» **EXERCISE GOAL**
Return each entry below exactly. Skip the images.
MATERIAL TO PROCESS START
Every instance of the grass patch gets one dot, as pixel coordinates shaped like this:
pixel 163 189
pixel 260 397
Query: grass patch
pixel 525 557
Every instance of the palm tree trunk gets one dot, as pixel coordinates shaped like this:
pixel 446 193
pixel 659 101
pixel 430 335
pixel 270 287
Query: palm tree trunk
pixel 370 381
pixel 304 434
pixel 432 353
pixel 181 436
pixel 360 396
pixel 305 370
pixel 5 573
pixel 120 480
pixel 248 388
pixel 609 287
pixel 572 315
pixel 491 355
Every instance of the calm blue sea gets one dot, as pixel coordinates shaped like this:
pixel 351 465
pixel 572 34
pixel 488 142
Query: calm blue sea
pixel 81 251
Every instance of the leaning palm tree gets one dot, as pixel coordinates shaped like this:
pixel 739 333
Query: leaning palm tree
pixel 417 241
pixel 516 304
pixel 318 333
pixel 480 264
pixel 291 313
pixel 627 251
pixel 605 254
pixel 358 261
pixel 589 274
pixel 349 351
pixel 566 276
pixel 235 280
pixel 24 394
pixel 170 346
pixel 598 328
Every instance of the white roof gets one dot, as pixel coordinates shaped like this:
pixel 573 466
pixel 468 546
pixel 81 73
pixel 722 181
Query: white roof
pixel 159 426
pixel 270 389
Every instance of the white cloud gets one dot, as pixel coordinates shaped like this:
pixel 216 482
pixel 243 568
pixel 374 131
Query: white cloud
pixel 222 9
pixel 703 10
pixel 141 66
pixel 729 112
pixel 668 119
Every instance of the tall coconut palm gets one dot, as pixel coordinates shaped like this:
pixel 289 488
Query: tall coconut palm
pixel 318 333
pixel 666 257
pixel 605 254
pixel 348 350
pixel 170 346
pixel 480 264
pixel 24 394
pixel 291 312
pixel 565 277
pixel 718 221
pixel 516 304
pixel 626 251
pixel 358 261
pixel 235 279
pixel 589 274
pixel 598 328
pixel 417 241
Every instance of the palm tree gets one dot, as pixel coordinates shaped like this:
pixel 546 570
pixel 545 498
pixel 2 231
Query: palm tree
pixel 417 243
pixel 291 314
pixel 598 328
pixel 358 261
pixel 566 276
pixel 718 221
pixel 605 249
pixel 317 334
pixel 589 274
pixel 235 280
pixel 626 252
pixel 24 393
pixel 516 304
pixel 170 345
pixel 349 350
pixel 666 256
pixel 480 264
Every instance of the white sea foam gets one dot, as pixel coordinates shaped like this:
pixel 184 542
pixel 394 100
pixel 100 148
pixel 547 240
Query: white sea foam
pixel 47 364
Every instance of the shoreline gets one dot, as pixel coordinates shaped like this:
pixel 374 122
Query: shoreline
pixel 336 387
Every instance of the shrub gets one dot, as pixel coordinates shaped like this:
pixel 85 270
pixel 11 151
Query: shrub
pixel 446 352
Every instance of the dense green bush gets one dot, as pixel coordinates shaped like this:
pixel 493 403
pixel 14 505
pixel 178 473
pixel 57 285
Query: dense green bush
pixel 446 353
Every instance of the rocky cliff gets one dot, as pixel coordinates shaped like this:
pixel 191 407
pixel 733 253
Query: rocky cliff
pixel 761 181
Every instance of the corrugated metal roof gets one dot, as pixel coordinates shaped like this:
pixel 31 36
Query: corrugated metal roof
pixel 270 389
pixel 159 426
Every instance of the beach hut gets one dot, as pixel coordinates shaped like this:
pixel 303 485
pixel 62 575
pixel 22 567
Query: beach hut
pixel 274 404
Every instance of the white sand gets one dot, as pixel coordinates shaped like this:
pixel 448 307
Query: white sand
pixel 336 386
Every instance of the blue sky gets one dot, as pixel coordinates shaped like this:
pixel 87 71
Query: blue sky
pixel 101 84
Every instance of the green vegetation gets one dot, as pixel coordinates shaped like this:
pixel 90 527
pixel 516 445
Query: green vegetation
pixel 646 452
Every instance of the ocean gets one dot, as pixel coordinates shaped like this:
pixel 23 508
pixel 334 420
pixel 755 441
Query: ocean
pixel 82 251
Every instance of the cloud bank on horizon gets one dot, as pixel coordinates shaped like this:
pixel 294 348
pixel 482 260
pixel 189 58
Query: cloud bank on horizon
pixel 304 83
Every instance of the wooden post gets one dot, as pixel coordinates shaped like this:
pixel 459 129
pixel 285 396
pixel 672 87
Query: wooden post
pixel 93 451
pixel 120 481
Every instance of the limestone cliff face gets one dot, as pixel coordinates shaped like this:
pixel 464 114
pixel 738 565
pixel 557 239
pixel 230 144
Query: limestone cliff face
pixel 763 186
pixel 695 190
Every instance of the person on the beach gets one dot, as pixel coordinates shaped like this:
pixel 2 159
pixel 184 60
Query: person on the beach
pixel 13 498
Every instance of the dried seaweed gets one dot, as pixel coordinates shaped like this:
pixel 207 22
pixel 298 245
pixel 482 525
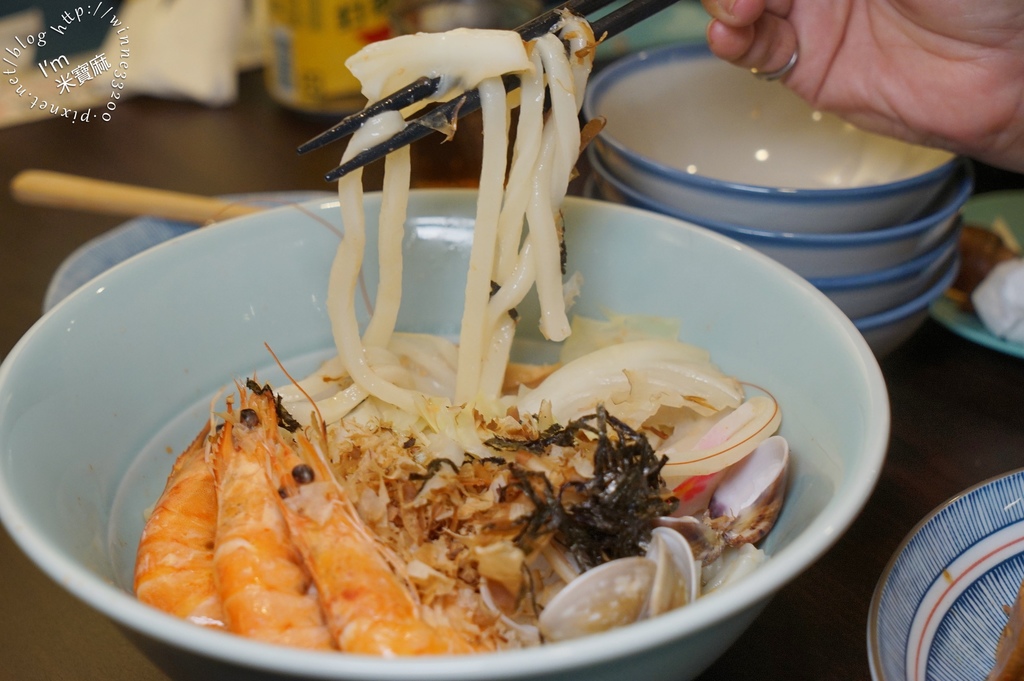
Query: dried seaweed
pixel 285 420
pixel 609 515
MATERIAL TO PROCESS END
» **FINISHED TASK**
Every instance of the grass patch gets one dot, as pixel coordinates shaped like this:
pixel 163 189
pixel 260 397
Query: grass patch
pixel 525 557
Every instance of the palm tree trunk gets one dot, as pixel coordinates shaped like this:
pixel 446 193
pixel 659 101
pixel 430 335
pixel 270 287
Query: palm tree trunk
pixel 370 381
pixel 304 434
pixel 432 353
pixel 181 436
pixel 360 396
pixel 305 370
pixel 5 573
pixel 120 480
pixel 248 388
pixel 609 287
pixel 572 315
pixel 491 355
Every instance of the calm blue sea gets one dot, as pixel coordinates shaped like this:
pixel 351 465
pixel 572 34
pixel 488 142
Query: calm blue sea
pixel 81 251
Every instance of the leaning palm tree gets one dot, as pixel coordinates shaped like this:
pixel 739 333
Query: leaning palm tree
pixel 417 241
pixel 516 304
pixel 318 333
pixel 480 264
pixel 291 313
pixel 627 251
pixel 605 254
pixel 358 261
pixel 589 274
pixel 349 351
pixel 566 276
pixel 235 280
pixel 24 394
pixel 170 346
pixel 598 328
Every instance of the white roof gets one dot, as pixel coordinates shaped like this:
pixel 573 466
pixel 468 546
pixel 81 73
pixel 722 181
Query: white roof
pixel 159 426
pixel 270 389
Every instance of the white cloud gets one dot, as pixel coordinates shaped like this:
pixel 216 482
pixel 243 568
pixel 374 131
Query: white cloud
pixel 222 9
pixel 703 10
pixel 141 66
pixel 729 112
pixel 668 119
Every instance of the tall coconut palm gets one dot, as pixel coordinates shaped like this:
pixel 289 488
Query: tall coconut palm
pixel 318 333
pixel 666 257
pixel 605 254
pixel 348 350
pixel 170 346
pixel 480 264
pixel 24 394
pixel 291 312
pixel 565 277
pixel 718 221
pixel 516 304
pixel 626 251
pixel 358 261
pixel 235 279
pixel 589 274
pixel 598 328
pixel 417 241
Every instance of the palm tree gets one dot, as pixel coordinates shaped like this:
pixel 546 570
pixel 545 498
pixel 2 231
Query: palm tree
pixel 417 243
pixel 291 314
pixel 598 328
pixel 358 261
pixel 566 276
pixel 718 221
pixel 605 249
pixel 317 334
pixel 589 274
pixel 235 280
pixel 626 252
pixel 24 393
pixel 516 304
pixel 170 345
pixel 349 350
pixel 666 256
pixel 480 264
Every instance of the white sea foam gets one dot, as pixel coordinates shaped like this:
pixel 184 542
pixel 394 100
pixel 100 148
pixel 547 240
Query: white sea foam
pixel 47 364
Every instance of the shoreline gets one dot, as pixel coordinates shaped like this:
pixel 374 122
Query: shoreline
pixel 336 387
Every instance of the shrub gets one dot, as pixel coordinates shaped like this:
pixel 85 270
pixel 11 151
Query: shrub
pixel 446 352
Every instance of the dense green bush gets one dot, as pixel coordinates shaped like this:
pixel 493 403
pixel 14 505
pixel 178 473
pixel 57 285
Query: dense green bush
pixel 446 353
Every instance of the rocky cliff gets one dot, as pixel coordinates shaped like this:
pixel 191 407
pixel 733 253
Query: rocky cliff
pixel 761 181
Every instance of the corrugated metal roof gets one dot, as pixel coordinates shaped like this:
pixel 31 36
Query: corrugated metal roof
pixel 270 389
pixel 159 426
Every instance of the beach hut gets one dot, as pixel coordinates shaped like this:
pixel 303 485
pixel 62 575
pixel 22 567
Query: beach hut
pixel 274 404
Every instance of the white sand gets one dot, as pixel coordinates shaped like this:
pixel 448 307
Query: white sand
pixel 336 386
Every instance of the blue sky gets one dot, as pixel coordinates shaped like this:
pixel 87 71
Query: blue sky
pixel 101 84
Every instance of the green vegetation gets one dot, as pixel coordinates shaped like this:
pixel 90 527
pixel 516 445
Query: green vegetation
pixel 646 452
Every instance of the ocean gets one dot, as pixel coordinates shaped like this:
pixel 23 508
pixel 334 420
pixel 755 441
Query: ocean
pixel 82 251
Every instance of the cloud bank on horizon gets one dot, as pixel coordinates shaped like this:
pixel 294 348
pixel 482 260
pixel 189 58
Query: cloud bank on horizon
pixel 304 83
Every instance of the wooden post gets one dot, as pixel coordinates shaped like this:
pixel 459 129
pixel 285 396
pixel 672 87
Query: wooden post
pixel 93 451
pixel 120 481
Every instance of the limestone cliff face gets one dot, as pixel coordinates shaped like this:
pixel 464 114
pixel 738 565
pixel 557 239
pixel 230 144
Query: limestone cliff face
pixel 763 186
pixel 695 190
Every instance of the person on the beach gets one dot, as pixel coordinates shaped like this:
pixel 2 159
pixel 184 60
Query: person on the beach
pixel 13 498
Every instance of the dried seaweed gets one dot, as pixel coordinates shaped like this:
pixel 207 22
pixel 298 245
pixel 482 525
Query: dried seaweed
pixel 285 420
pixel 609 515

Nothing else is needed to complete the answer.